STATED EXERCISE:
In the listing below, identify each line containing the string "roof" and copy those lines. Case counts.
>>>
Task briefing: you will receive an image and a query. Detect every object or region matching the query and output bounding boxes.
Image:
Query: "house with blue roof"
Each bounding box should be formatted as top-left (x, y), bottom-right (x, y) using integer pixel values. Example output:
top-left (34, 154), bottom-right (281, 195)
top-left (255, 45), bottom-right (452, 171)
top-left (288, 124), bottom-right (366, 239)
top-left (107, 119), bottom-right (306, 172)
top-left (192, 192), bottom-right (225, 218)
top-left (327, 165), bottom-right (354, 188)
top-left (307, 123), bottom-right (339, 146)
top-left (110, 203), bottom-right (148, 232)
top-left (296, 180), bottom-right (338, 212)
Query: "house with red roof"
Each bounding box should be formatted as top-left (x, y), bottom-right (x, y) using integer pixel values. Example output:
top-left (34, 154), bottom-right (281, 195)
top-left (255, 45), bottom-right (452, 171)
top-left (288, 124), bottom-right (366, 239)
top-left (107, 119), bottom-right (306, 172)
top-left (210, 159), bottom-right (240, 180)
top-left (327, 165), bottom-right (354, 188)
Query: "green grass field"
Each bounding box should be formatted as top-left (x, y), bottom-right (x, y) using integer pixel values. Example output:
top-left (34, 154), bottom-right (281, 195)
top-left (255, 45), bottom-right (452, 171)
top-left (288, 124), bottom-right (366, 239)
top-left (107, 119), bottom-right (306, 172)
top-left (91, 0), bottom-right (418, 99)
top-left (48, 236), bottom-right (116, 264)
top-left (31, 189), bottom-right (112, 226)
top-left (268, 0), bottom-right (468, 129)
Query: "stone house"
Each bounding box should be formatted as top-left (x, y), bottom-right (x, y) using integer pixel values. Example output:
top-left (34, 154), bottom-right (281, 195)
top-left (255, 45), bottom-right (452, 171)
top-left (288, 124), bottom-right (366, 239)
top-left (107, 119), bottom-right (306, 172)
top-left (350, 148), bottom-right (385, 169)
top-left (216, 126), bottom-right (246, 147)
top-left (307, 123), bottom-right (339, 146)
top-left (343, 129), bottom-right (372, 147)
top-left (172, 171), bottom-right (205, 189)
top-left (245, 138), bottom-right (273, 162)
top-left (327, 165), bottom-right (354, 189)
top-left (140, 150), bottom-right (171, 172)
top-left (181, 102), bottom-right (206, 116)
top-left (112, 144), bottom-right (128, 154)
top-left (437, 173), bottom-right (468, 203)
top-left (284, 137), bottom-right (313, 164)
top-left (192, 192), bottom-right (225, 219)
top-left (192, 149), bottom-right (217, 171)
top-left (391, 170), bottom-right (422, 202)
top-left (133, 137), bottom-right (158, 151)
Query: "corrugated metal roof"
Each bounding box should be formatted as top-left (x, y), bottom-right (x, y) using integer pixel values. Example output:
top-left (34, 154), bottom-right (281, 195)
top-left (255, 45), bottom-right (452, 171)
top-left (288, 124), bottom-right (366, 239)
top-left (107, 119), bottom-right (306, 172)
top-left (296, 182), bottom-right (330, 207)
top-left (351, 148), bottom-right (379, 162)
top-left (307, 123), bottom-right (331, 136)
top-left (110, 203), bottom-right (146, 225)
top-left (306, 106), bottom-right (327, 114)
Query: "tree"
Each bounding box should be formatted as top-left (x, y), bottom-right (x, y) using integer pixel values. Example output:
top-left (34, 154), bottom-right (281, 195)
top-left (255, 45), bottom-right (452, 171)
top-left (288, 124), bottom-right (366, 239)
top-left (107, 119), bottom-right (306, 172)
<<<
SOLUTION TO THE EXERCISE:
Query: "house with blue roof"
Query: "house with red roof"
Query: "corrugated metal roof"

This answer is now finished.